Exercise instructions =
What's needed is a word-for-word retyping of the entries below, pictures omitted.

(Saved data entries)
===

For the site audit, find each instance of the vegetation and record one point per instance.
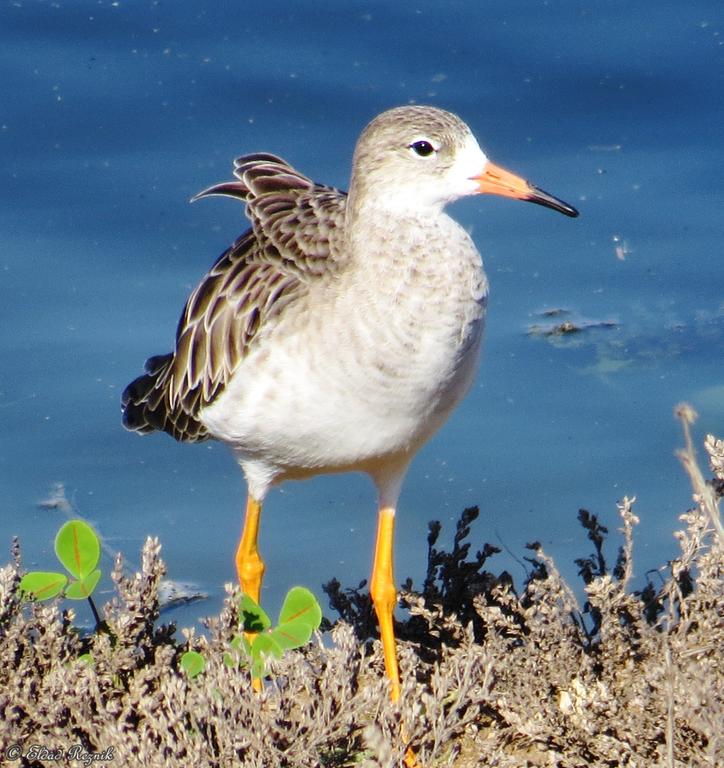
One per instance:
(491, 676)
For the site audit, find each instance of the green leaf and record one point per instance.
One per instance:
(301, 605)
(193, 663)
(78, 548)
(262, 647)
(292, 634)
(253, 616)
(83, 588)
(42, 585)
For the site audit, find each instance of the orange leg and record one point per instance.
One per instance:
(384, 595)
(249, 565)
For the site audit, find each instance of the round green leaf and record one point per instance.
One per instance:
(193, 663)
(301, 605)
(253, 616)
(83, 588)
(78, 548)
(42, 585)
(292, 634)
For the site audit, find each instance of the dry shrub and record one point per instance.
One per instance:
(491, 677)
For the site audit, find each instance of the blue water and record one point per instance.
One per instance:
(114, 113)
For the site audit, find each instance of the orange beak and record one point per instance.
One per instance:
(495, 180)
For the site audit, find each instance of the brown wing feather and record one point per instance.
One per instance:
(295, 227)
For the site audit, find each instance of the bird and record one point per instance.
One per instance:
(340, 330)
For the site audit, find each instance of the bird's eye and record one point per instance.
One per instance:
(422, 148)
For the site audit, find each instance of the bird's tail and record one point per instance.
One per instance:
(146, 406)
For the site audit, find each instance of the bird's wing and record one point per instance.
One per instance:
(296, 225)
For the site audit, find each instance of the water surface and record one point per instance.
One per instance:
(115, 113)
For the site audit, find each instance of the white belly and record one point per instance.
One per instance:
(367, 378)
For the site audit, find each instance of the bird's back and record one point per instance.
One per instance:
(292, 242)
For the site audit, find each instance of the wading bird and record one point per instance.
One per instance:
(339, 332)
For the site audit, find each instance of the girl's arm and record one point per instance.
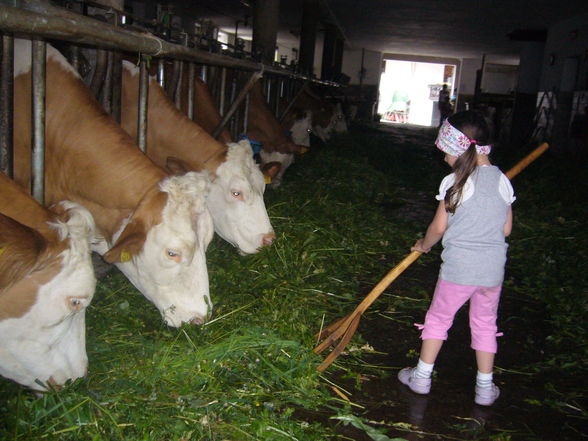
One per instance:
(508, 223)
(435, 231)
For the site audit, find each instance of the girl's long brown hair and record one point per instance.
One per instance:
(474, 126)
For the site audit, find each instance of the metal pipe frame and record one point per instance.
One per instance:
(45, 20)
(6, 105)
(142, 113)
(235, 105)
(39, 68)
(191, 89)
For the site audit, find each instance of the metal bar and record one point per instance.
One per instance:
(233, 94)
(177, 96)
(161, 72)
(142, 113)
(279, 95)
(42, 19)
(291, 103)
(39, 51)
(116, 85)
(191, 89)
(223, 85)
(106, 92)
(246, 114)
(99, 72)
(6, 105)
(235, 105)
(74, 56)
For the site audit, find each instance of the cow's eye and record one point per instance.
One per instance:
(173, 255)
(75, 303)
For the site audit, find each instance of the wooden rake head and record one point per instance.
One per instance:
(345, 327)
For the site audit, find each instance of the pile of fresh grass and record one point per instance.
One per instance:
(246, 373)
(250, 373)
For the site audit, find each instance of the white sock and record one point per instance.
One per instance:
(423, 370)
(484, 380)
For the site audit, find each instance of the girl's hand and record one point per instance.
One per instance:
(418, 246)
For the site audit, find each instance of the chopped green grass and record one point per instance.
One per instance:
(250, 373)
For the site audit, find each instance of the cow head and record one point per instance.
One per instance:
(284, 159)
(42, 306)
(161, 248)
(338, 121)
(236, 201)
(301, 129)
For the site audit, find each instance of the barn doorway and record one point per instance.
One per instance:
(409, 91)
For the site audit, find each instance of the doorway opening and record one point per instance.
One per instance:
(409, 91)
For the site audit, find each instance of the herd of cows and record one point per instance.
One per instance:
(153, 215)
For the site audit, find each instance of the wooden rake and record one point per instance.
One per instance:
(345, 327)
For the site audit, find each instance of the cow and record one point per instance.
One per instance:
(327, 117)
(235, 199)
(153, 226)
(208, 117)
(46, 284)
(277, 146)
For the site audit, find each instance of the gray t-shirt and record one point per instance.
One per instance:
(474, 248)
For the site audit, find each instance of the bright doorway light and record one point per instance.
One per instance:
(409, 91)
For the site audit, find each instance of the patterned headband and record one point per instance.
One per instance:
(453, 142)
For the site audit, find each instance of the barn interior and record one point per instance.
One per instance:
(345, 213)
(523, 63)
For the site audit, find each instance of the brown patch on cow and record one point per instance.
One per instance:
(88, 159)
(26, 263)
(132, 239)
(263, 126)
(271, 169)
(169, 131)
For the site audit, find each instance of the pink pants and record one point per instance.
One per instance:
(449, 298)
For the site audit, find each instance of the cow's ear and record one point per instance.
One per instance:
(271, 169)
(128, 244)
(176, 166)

===

Result =
For the site audit, find each instance of the vegetation and record one point per instance.
One per instance:
(491, 676)
For the site audit, find each instance of the green leaf and record one point per instance.
One per instance:
(301, 605)
(193, 663)
(78, 548)
(262, 647)
(292, 634)
(253, 616)
(83, 588)
(42, 585)
For the site audit, find each instance of the orange leg and record one point per instance.
One per instance:
(384, 595)
(249, 565)
For the site audit, find each instance of the round green leaf and record one point per instance.
One per instance:
(193, 663)
(301, 605)
(253, 616)
(83, 588)
(78, 548)
(42, 585)
(292, 634)
For the site audit, find each instance of the dry shrub and record one point per instance.
One per instance:
(491, 677)
For the site audit, find each instance of the blue water and record one point per instance.
One per instance:
(114, 113)
For the site audit, find each instance of the orange beak and record one point per instance.
One per instance:
(495, 180)
For the site audit, find each instance of the brown wing feather and record one point per instance.
One per instance:
(295, 227)
For the site audit, find each instance of the bird and record one point per instance.
One per instance:
(340, 330)
For the site audit, find each instance of the bird's eye and record one point per instance.
One per instance:
(422, 148)
For the site audit, find each instance of the bird's tail and record one point per instance.
One per instance:
(146, 406)
For the site audit, find each instance of the bird's wing and record one point per instance.
One per instance:
(296, 225)
For the site audit, find each instance of the water surface and record one point per instance.
One per instance:
(115, 113)
For the site audit, find each instance of the white belly and record one point per instance.
One per instance:
(367, 378)
For the site audit, find each instance of the bird's back and record one point per instance.
One per instance:
(292, 242)
For the site audit, find each instance of the wading bird and record one point per instance.
One per instance:
(339, 332)
For the site audit, find each instance of the girl's arm and record one point per instance.
One per instance:
(508, 223)
(435, 231)
For the site audit, find each instance of the girl's long brown hair and record one point per instance.
One per instance:
(474, 126)
For the site audit, find each instance of the metal pipe frame and record one point per instance.
One per instance:
(45, 20)
(6, 105)
(142, 113)
(235, 105)
(39, 68)
(191, 89)
For the site audit, find each instance of the metal bar and record one point per instance.
One per instance:
(233, 94)
(177, 96)
(161, 72)
(142, 113)
(279, 95)
(42, 19)
(291, 103)
(39, 51)
(116, 85)
(191, 89)
(223, 85)
(106, 92)
(246, 114)
(99, 72)
(6, 105)
(235, 105)
(74, 56)
For the site audit, find each instance of the cow's eye and record one point per instance.
One per instance:
(173, 255)
(75, 303)
For the site audit, find each instance of the wooden rake head and record one point per instance.
One per instance:
(345, 327)
For the site audit, find each instance of the pile of fresh grass and record one point per instance.
One per instance:
(246, 373)
(250, 373)
For the site audit, find each instance of the white sock and record one point per instance.
One per instance:
(423, 370)
(484, 380)
For the site audit, find each instance of the girl's hand and record one point per instance.
One per instance:
(418, 246)
For the site audit, find each instance of the chopped green grass and record one point per instance.
One per instance:
(250, 373)
For the site audit, find each instance of the cow head and record one point per instance.
One per instance:
(284, 159)
(42, 306)
(161, 248)
(338, 121)
(236, 201)
(301, 129)
For the site audit, find each instance of the barn doorway and record one point per instance.
One per instance:
(409, 91)
For the site audit, find each instance of the doorway opening and record one point per instance.
One per instance:
(409, 91)
For the site audit, find each instance of the herd of cows and record one point per instance.
One per instance:
(153, 215)
For the site audit, find each instance of the wooden rake and record one point per instance.
One per instance:
(345, 327)
For the site audit, find each instance of the cow and record one point per instance.
One per instance:
(327, 117)
(235, 199)
(153, 226)
(208, 117)
(46, 284)
(277, 146)
For the site audit, find each instance of the gray t-shirt and record one point per instance.
One per instance:
(474, 248)
For the site audit, find each instance of the bright doorway light and record one point per instance.
One per instance:
(409, 91)
For the site audit, find each instance of the patterned headband and record one point per instance.
One per instance:
(453, 142)
For the site audit, find each instance of the barn interior and record one point per instance.
One per instance:
(345, 213)
(523, 63)
For the site audit, find each instance of the brown patch on cow and record one point per instance.
One per instance:
(88, 159)
(26, 263)
(132, 239)
(263, 126)
(271, 169)
(169, 131)
For the site audit, find each instance of the pink pants and record one point per instance.
One per instance:
(449, 298)
For the site audit, find each instance of the cow's ear and record one point per instance.
One per instance:
(271, 169)
(128, 244)
(176, 166)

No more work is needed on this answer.